#### EXTRACTED ENTRIES ####

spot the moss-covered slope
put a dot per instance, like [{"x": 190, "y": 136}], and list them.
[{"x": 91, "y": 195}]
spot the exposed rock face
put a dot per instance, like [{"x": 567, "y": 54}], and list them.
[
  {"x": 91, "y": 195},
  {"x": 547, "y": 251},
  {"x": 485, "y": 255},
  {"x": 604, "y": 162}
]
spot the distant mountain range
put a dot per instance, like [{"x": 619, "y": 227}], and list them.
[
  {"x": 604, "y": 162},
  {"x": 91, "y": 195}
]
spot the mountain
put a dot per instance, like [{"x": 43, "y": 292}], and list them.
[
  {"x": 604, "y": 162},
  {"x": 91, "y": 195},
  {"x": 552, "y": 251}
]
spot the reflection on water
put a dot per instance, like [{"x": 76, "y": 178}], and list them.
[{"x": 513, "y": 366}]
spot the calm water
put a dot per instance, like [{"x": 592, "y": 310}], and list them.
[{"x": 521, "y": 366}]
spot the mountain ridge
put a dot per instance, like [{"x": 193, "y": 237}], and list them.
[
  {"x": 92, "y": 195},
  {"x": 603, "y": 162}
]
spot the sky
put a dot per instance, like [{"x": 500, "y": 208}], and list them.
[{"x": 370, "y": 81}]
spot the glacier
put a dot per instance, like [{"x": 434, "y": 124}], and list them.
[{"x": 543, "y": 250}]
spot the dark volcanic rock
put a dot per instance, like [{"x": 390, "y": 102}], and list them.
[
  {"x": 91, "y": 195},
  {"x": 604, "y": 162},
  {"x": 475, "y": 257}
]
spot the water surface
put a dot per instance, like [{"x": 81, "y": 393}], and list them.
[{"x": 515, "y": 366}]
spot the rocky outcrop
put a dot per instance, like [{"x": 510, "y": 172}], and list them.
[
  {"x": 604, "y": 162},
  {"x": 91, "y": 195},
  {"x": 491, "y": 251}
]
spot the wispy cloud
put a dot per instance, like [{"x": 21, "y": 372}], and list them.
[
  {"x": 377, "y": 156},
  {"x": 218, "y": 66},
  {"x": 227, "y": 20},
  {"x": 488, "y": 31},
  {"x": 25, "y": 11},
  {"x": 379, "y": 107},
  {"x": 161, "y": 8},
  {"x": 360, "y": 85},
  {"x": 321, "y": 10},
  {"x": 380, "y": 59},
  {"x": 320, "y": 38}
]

####

Everything from the line that contains "spot the water surface" through the end of the records must be duplicated exactly, and nothing outside that range.

spot the water surface
put a dot per instance, like [{"x": 81, "y": 393}], and list them.
[{"x": 515, "y": 366}]
spot the rocky outcrop
put a dot per instance, like [{"x": 510, "y": 172}], and list them.
[
  {"x": 604, "y": 162},
  {"x": 91, "y": 195},
  {"x": 491, "y": 251}
]
spot the wispy cloud
put a dot per instance, like [{"x": 21, "y": 372}], and list them.
[
  {"x": 377, "y": 156},
  {"x": 218, "y": 66},
  {"x": 227, "y": 20},
  {"x": 488, "y": 31},
  {"x": 25, "y": 11},
  {"x": 379, "y": 107},
  {"x": 161, "y": 8},
  {"x": 360, "y": 85},
  {"x": 321, "y": 10},
  {"x": 380, "y": 59},
  {"x": 320, "y": 38}
]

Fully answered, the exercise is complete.